Problem to solve:
Copy each line containing the word "below" from the records that follow, please.

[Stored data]
+++++

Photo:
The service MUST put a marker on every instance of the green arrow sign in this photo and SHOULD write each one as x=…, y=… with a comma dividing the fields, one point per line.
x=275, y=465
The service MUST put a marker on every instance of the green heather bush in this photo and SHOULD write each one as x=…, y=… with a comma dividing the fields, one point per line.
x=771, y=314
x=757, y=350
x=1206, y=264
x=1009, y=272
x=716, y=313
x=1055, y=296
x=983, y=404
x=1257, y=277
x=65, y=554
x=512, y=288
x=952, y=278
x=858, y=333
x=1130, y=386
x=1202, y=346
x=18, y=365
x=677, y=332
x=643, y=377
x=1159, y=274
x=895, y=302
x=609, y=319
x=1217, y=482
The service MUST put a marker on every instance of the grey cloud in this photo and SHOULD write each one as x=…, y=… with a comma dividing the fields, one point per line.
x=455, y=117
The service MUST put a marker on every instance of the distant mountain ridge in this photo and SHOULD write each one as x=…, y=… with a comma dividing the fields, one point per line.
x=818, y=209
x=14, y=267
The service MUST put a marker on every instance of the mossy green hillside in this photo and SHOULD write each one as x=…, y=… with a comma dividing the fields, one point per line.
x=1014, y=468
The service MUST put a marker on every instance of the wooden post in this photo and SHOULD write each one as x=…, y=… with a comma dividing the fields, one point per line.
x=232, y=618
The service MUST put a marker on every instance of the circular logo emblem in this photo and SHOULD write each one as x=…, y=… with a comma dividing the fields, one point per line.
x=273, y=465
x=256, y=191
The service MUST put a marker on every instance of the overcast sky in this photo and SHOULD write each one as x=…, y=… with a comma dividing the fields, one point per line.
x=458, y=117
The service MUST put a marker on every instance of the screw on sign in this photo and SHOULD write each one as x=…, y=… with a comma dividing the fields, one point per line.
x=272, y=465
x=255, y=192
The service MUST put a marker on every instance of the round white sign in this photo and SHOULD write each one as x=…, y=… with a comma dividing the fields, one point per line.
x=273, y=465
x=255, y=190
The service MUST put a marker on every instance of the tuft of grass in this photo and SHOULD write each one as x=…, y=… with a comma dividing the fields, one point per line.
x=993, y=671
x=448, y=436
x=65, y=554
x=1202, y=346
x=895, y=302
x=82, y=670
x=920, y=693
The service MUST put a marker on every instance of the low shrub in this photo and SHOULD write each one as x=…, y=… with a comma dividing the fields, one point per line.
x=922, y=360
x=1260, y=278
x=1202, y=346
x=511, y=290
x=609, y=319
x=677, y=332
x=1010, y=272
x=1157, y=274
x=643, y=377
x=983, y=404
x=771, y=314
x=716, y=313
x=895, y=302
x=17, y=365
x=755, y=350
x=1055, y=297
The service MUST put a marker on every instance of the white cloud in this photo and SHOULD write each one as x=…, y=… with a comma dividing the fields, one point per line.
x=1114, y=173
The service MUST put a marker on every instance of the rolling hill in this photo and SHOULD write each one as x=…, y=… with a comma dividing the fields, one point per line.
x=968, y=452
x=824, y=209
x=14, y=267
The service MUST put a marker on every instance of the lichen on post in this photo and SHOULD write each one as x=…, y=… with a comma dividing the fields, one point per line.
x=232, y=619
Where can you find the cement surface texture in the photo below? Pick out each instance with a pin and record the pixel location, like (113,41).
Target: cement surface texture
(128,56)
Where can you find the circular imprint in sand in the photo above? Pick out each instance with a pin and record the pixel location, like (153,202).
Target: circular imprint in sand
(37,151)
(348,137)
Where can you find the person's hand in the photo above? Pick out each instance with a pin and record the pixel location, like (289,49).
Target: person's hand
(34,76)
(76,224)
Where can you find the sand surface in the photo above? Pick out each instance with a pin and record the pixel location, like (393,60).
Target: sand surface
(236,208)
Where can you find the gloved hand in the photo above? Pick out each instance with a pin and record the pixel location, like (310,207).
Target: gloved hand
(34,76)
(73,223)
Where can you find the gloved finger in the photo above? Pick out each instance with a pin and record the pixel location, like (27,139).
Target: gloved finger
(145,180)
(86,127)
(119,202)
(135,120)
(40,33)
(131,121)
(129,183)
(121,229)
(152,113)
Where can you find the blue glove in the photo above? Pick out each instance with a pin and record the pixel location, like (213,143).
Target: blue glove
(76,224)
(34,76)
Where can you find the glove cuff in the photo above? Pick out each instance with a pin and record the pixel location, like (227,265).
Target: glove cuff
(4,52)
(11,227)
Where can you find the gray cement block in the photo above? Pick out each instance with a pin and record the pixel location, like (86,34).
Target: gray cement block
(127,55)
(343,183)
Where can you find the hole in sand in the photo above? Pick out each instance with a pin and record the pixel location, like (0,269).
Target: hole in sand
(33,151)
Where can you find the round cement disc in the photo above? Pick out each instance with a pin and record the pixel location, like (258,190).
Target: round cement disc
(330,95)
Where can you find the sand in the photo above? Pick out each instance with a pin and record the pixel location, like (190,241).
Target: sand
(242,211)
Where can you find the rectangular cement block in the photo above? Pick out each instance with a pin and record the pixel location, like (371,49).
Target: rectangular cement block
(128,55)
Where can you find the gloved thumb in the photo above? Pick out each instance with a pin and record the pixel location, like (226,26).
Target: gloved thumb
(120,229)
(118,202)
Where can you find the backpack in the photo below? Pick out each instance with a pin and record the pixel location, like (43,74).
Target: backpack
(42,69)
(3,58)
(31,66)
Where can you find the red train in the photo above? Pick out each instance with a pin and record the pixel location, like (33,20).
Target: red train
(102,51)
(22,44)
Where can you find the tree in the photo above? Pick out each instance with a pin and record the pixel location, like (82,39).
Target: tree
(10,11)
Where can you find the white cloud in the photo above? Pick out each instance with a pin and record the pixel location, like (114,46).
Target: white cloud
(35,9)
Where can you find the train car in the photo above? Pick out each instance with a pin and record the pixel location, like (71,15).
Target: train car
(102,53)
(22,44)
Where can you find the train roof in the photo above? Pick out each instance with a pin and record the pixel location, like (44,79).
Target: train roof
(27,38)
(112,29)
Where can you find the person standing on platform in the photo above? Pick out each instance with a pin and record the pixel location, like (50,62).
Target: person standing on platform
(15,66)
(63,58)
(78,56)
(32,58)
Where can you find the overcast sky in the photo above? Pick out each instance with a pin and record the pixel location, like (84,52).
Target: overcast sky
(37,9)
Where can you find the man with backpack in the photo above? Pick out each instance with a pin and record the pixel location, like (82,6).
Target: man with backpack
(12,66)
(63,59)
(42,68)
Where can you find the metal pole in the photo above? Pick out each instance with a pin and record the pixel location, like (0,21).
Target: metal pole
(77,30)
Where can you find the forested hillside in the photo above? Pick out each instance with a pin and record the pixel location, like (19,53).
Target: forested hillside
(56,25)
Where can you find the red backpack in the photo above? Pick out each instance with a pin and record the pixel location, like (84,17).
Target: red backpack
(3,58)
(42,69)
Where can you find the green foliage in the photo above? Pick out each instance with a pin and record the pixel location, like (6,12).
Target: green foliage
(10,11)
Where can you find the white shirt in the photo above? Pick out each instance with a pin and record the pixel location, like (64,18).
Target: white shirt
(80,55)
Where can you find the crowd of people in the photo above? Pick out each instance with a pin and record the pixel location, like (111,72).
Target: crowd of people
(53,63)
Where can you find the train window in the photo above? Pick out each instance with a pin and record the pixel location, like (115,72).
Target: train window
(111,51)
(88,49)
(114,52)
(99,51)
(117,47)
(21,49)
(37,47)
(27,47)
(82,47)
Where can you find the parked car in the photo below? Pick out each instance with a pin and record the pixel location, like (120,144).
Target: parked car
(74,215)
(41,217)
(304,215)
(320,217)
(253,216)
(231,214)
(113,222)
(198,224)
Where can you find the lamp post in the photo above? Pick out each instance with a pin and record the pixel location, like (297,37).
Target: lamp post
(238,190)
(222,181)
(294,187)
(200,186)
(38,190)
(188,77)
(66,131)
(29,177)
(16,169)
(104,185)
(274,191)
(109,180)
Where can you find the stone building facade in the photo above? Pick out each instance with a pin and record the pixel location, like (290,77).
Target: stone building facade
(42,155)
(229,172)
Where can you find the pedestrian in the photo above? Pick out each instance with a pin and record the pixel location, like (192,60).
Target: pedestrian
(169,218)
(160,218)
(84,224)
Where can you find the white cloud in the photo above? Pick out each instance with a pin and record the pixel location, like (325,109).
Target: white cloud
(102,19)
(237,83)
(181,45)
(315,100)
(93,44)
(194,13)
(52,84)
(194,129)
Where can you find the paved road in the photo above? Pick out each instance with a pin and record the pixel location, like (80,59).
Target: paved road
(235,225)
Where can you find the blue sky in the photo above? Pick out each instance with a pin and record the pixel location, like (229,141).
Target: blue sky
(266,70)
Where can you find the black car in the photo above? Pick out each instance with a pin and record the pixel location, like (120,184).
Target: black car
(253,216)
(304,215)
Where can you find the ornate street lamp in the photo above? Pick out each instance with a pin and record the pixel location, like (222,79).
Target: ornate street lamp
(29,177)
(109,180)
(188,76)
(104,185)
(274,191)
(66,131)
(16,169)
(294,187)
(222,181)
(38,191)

+++++

Exercise solution:
Where can you find the cement surface texture in the photo below? Pick out each instance with a pin and record the pixel location, like (113,41).
Where can you find the backpack in the photo below? Pick out each instance with a pin and record the pixel location, like (43,74).
Where can you find the parked car in the photo below? Pick out each instance with a pin and record the pixel location, like (120,144).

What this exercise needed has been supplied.